> [READING PASSAGE]:
******************************
Diagnosis

Story So Far, Part I

There are so many potential places to begin telling this story. Any of them will feel arbitrary, so let’s start on an arbitrary day in November 2009. The first Wednesday, the 4th. According to my Outlook calendar, I’m in Bloomington, IL talking to clients and flying out of Midway back to Baltimore that night. I don’t remember this day, but I can guarantee that these things were happening (in no particular order):

  1. I was tired.
  2. I was excited about getting engaged over Halloween.
  3. I was worried about work.
  4. I was worried about selling my condo.
  5. I was anxious to get home to Baltimore.
  6. I was wondering why strange things were appearing in my stool.

According to texts I sent Lisa that night, my flight was delayed due to a lack of flight attendants, I ate some chocolate, I had a Jack & Ginger, the flight was almost empty, I landed, took the shuttle to the BWI’s Blue lot and drove home to be with my gal.

The 6th item on this list had been happening for a month or so. I chalked it up to a combination of items 1, 3, and 4. When the holidays ended and the 2010 To Do list was made, it included finding a Baltimore general practitioner. In the middle of January, I saw a doctor highly recommended by Lisa and her friends who has an office a three minutes walk from our house. During that walk, I stayed on a conference call with some co-workers, said my piece about compromising too much with the client, dropped a joke about work causing me an ulcer as I opened the clinic’s door and hung up.
******************************
[Dataset entries]
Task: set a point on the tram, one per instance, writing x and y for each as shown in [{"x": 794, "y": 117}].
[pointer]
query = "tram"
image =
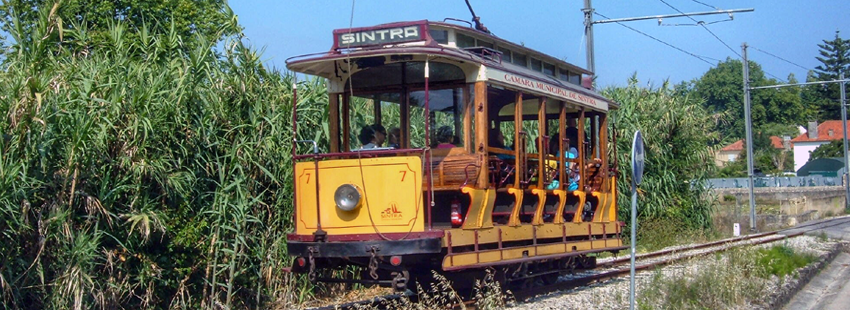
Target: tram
[{"x": 481, "y": 153}]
******************************
> [TASK TO COMPLETE]:
Reproduce the part of the diagnosis story that runs from "1. I was tired." up to and including "home to Baltimore.".

> [TASK OUTPUT]:
1. I was tired.
  2. I was excited about getting engaged over Halloween.
  3. I was worried about work.
  4. I was worried about selling my condo.
  5. I was anxious to get home to Baltimore.